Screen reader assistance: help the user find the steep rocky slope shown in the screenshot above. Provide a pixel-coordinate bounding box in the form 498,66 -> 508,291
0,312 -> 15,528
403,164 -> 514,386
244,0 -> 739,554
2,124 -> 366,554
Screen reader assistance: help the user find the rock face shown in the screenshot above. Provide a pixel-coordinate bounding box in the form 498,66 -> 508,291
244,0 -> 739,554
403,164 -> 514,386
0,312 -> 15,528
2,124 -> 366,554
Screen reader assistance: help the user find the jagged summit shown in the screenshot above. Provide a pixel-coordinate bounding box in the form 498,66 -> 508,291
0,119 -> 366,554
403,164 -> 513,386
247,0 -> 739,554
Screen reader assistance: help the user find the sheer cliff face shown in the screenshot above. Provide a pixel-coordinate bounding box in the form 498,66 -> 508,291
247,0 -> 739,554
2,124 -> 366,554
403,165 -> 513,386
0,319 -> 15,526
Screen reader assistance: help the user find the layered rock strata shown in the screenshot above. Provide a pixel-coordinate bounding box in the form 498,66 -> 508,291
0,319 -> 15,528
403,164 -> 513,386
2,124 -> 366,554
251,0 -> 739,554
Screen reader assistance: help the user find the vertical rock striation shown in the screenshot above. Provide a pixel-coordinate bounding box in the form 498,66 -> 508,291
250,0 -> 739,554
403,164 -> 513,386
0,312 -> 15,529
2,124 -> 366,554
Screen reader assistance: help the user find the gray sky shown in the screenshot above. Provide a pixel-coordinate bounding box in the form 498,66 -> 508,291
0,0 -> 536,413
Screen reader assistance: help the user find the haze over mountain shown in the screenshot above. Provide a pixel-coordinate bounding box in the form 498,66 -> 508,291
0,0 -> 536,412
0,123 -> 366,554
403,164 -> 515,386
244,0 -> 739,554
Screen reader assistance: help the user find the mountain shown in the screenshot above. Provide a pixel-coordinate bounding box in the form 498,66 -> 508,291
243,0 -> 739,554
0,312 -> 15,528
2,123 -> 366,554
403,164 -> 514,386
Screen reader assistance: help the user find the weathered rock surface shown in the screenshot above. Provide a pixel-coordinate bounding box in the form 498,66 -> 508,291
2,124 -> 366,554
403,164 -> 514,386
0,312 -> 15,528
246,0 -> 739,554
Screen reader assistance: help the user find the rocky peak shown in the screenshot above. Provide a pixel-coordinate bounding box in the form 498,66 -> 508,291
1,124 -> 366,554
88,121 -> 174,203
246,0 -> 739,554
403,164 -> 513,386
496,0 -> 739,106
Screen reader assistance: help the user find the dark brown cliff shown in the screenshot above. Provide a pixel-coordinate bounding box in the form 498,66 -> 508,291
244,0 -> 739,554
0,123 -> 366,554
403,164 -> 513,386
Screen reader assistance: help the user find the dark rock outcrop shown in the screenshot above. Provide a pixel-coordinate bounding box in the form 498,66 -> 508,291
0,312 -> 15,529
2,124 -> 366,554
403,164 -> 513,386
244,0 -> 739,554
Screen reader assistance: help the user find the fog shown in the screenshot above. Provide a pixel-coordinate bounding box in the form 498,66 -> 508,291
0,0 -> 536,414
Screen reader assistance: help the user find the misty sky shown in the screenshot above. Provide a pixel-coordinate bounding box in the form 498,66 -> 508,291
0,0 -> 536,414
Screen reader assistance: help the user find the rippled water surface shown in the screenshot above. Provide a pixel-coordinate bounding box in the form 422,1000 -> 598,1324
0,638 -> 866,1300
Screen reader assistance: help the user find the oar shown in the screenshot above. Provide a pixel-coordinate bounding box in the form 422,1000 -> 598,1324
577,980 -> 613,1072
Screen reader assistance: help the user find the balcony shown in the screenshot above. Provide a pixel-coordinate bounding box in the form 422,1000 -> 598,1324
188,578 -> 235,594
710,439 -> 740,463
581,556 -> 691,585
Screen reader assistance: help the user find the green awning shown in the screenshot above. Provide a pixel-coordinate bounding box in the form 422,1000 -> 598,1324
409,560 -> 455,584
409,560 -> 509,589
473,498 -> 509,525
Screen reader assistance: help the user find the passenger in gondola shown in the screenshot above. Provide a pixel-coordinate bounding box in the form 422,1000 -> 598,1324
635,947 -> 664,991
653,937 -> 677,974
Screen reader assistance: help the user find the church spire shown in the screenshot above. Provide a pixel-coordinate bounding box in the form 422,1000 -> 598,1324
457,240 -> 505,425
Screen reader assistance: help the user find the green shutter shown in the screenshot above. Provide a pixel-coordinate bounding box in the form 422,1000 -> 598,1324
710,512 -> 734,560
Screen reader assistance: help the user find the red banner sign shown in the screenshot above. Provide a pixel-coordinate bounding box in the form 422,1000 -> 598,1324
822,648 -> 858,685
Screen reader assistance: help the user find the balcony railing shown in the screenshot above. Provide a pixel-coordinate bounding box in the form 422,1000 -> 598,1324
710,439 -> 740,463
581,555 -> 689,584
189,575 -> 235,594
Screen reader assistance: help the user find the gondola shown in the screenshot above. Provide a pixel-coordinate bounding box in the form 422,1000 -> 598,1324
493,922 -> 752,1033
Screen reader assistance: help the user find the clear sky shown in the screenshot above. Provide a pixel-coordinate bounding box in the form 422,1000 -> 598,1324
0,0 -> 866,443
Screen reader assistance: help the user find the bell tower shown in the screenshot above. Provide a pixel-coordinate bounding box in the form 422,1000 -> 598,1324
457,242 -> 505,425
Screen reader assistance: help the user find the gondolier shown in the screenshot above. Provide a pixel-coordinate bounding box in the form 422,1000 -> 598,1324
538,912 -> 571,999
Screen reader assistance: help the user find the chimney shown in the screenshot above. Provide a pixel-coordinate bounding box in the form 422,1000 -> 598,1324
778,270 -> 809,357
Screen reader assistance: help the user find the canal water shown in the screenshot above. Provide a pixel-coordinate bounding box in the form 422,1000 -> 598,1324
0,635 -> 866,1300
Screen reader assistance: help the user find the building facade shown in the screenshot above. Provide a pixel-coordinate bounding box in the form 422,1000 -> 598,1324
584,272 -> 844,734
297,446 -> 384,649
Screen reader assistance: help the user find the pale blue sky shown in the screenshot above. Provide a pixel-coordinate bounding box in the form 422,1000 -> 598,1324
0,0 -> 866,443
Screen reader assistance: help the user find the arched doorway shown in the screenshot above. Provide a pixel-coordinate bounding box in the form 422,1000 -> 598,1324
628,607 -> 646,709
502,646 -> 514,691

» **PETIT EXERCICE**
Présente sous forme de liste numérotée le passage qui va du début des lignes jusqu'à la ligne contenant « 0,319 -> 15,526 », incluse, en laissant de côté les lignes vides.

» **CORRIGÉ**
1. Screen reader assistance: help the user find the steep rocky slope shown in the screenshot above. Provide a pixel-coordinate bounding box in the form 498,66 -> 508,291
2. 0,312 -> 15,528
3. 403,164 -> 514,386
4. 244,0 -> 739,554
5. 2,124 -> 366,554
6. Screen reader assistance: help the user find the rock face shown in the screenshot above. Provide a pixel-coordinate bounding box in the form 498,66 -> 508,291
7. 244,0 -> 739,554
8. 403,164 -> 514,386
9. 0,312 -> 15,528
10. 2,124 -> 366,554
11. Screen reader assistance: help the user find the jagged summit shown in the screenshot above. Provide a pixel-coordinate bounding box in the form 498,66 -> 508,291
12. 0,119 -> 366,554
13. 403,164 -> 513,386
14. 247,0 -> 739,554
15. Screen reader assistance: help the user find the sheer cliff face shown in the screenshot above. Provide a pixel-coordinate bounding box in the form 498,66 -> 508,291
16. 247,0 -> 739,554
17. 2,124 -> 366,554
18. 403,165 -> 513,386
19. 0,319 -> 15,526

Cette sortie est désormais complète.